Start Text extract

A Remote Worker’s Guide to Balancing Home and Work
Balancing your home and career can be a challenge for any employee, especially when you live and work in the same space. How do you allocate your time between personal and professional responsibilities? How can you focus on conference calls when you’re surrounded by dirty laundry?
Learn how to set priorities and reduce distractions whether you’re new to remote working or you moved out of your cubicle years ago.
Design an office. Designate a separate space for business. Having a designated room in the house can allow you to get more organized and have work supplies and equipment handy. It could be a whole room or a corner in your dining room. Decorate your space with pictures, art, and objects that you find inspirational and uplifting.
Change clothes. You may not want to wear a suit and tie but changing out of your pajamas will help you to feel more professional. Take a shower and prepare for work as if you are going to the office. Clean, good-smelling and neat clothes will get you into the work mode better. Hang up your bathrobe and get dressed each morning.

End Text extract
Start Dataset content

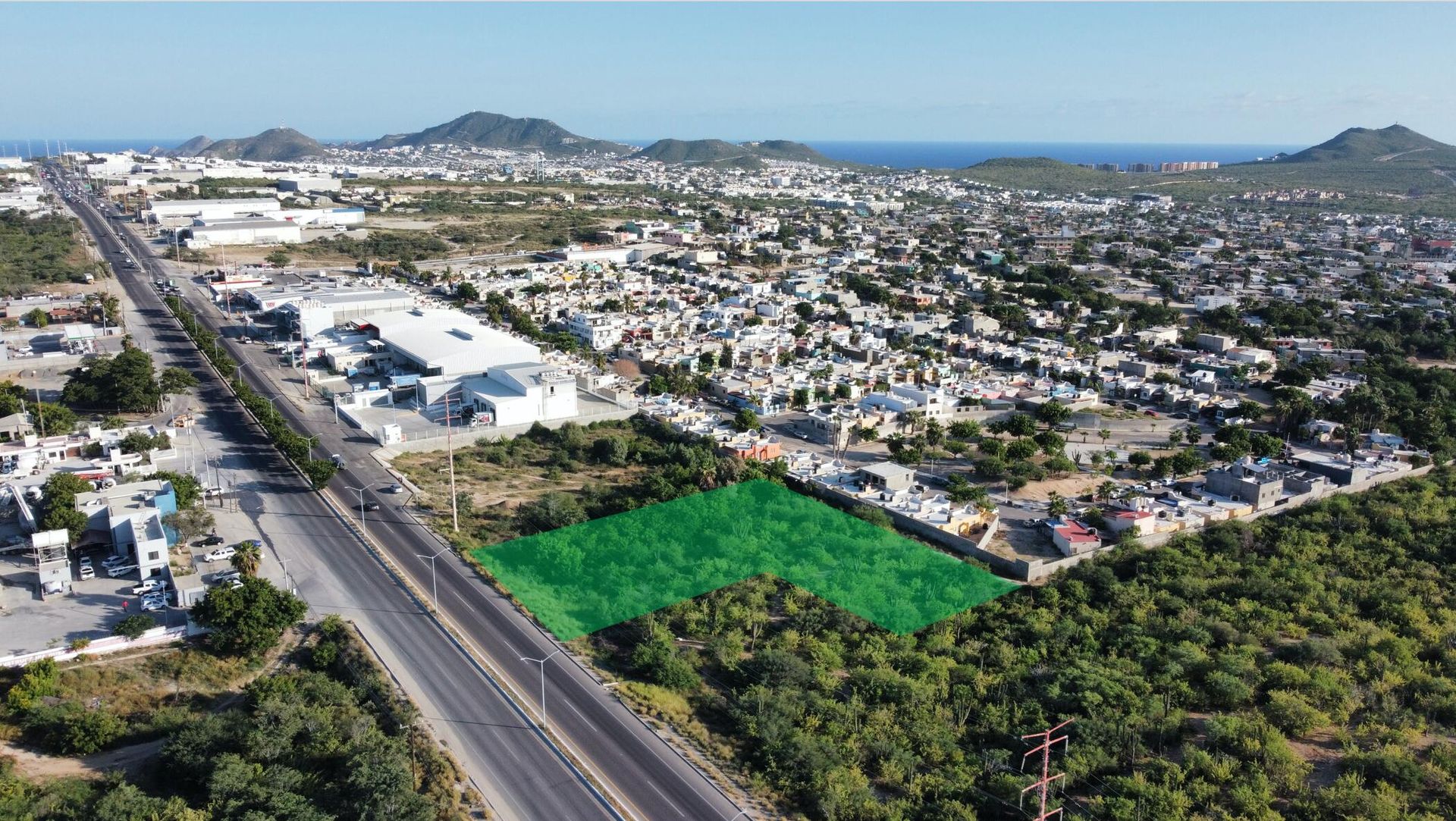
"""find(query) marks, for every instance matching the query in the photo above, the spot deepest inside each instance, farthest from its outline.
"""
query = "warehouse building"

End Dataset content

Continue the remote work guide on balancing home and work, picking up directly after its final sentence.

Limit distractions. Do you waste time watching TV or checking social media? Ban leisure activities during business hours except during break times. It cannot be avoided when you have an infant or toddler at home. Effective time management can go a long way. If you have a deadline, get a sitter or request help on a specific day. Sometimes, you just need a clear head to focus on your work.
Take breaks. Speaking of breaks, take them. You’ll be more productive if you refresh your mind and body periodically. Stand up, stretch, breathe fresh air outdoors. Even for a few minutes, sitting on your patio facing the garden, the water if you are blessed to live by it, refreshes the brain. Breathe in the fresh air. Sit in a rocking chair or go in the porch swing.
Wind down.Do something at the end of each day to help you transition into an off-duty mindset. You might listen to classical music or take a walk in the park. Most people do their runs and workout after a day’s work.
Get organized. Create routines and systems that encourage efficiency. Buy a cabinet for your office supplies. Use an online calendar to block out your time.
Continue learning. Career development matters whether you work at your dining room table or in a corner office. Take a course online or order a catalog for the adult education program at a local university. Read industry publications and general business news.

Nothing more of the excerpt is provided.